Exercise requirements
Which lines in the records contain the word "chair"? Return each of those lines in full.

----

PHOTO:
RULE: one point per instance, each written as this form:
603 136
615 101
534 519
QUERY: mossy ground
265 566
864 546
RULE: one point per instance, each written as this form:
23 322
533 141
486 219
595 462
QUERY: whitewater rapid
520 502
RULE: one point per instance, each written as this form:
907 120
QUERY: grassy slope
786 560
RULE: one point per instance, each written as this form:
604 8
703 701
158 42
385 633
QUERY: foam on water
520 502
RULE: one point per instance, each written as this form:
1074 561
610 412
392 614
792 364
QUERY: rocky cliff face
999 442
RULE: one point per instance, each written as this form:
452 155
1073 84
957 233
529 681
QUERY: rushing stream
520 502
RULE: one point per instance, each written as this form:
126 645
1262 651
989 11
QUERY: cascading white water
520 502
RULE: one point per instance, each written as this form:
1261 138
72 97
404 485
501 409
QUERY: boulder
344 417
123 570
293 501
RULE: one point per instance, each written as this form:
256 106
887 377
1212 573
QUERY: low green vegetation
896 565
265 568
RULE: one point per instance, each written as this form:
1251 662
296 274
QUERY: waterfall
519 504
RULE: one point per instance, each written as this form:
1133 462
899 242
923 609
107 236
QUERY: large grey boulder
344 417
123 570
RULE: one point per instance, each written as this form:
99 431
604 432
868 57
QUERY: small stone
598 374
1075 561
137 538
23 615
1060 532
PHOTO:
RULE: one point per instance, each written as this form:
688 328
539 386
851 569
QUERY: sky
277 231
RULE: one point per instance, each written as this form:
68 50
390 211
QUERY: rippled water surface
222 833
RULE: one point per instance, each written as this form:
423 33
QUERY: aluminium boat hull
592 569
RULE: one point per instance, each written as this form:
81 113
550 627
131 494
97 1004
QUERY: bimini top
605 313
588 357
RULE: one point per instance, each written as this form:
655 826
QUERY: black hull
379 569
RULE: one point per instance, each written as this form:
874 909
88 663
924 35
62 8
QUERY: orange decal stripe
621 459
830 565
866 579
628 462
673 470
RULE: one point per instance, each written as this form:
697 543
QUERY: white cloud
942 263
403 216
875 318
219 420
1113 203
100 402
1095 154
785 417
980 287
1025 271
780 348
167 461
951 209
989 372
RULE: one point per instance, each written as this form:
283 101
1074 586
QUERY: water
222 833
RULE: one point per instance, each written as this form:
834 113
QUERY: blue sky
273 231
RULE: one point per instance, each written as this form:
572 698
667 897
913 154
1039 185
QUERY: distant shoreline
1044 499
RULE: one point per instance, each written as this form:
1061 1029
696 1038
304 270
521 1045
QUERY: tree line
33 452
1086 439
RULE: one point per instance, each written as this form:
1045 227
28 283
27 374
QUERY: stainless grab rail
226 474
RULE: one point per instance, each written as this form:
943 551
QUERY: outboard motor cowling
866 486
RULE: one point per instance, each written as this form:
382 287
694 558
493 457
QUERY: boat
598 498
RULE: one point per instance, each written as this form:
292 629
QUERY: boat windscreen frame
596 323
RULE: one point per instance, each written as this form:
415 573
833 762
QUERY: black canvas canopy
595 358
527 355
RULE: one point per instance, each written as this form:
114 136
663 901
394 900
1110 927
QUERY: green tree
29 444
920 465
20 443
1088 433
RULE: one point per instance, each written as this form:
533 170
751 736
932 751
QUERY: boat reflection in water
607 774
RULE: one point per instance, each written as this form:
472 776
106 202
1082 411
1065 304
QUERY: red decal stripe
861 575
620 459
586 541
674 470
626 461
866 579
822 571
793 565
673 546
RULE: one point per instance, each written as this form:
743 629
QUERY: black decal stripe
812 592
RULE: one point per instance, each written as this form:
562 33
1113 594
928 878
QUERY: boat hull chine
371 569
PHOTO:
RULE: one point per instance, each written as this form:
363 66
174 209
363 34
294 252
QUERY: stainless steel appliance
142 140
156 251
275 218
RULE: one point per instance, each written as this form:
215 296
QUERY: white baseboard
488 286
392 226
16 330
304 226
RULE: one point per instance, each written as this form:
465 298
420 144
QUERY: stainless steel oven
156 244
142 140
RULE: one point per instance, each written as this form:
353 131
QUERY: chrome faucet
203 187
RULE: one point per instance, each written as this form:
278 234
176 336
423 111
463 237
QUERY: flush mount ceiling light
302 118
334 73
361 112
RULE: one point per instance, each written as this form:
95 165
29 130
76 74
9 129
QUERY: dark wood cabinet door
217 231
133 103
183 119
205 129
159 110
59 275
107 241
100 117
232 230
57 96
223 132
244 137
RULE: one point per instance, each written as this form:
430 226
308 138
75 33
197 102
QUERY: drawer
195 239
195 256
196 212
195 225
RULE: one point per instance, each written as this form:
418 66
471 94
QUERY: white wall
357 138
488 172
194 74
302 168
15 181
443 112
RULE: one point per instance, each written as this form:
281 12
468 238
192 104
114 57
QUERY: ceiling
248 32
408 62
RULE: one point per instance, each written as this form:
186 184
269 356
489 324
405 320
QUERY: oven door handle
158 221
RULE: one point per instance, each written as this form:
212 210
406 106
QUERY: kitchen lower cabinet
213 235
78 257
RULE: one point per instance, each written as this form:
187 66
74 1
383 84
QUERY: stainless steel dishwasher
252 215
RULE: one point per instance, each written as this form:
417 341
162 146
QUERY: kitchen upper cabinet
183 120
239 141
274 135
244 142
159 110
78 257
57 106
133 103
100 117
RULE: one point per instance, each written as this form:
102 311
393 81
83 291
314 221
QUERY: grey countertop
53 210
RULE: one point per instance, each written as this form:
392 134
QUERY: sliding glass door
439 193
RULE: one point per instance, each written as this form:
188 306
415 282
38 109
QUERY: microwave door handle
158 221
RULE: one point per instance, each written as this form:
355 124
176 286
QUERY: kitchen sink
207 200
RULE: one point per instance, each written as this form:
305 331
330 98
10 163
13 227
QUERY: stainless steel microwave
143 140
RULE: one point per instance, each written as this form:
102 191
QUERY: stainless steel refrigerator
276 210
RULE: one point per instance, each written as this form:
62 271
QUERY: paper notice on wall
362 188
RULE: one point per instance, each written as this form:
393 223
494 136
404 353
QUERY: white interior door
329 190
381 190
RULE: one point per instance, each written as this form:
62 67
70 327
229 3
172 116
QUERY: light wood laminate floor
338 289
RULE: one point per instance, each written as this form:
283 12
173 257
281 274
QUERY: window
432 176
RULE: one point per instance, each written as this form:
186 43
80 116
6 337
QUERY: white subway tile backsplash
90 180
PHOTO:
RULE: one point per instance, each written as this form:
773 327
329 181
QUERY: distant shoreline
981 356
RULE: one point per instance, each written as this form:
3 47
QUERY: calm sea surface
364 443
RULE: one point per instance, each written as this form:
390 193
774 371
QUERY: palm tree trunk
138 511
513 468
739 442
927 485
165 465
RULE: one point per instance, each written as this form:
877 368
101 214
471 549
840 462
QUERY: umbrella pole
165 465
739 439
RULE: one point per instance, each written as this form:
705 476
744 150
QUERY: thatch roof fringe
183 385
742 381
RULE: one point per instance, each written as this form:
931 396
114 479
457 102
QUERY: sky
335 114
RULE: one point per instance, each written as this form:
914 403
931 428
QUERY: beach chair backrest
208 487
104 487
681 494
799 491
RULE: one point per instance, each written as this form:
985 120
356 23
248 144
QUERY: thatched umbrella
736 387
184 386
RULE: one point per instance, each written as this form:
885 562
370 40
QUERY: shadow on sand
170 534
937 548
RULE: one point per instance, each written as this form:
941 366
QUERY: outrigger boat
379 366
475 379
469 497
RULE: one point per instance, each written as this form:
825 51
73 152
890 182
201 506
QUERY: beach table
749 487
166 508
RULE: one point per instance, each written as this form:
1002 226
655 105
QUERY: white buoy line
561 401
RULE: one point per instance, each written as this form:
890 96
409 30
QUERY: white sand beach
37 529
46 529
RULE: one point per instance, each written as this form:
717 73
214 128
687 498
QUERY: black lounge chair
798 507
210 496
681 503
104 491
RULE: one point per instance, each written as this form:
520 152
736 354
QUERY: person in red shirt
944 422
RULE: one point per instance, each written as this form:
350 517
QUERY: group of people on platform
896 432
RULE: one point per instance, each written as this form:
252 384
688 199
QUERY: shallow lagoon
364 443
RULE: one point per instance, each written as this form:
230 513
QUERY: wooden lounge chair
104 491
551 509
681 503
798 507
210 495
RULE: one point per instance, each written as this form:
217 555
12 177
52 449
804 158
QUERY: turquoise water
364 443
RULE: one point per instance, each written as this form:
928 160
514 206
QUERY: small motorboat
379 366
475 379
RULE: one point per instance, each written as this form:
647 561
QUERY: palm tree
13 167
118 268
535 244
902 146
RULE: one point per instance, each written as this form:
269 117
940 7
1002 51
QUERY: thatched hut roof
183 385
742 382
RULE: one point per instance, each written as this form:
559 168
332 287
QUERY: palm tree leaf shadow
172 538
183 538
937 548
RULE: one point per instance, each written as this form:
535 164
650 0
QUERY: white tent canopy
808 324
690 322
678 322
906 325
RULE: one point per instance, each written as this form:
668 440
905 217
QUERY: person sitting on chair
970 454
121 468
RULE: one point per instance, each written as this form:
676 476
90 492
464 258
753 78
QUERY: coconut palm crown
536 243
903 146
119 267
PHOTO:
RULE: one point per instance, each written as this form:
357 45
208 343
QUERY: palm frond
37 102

----

Full output
QUERY: beach chair backrest
QUERY: black lounge chair
QUERY: wooden lounge chair
QUERY: person sitting on chair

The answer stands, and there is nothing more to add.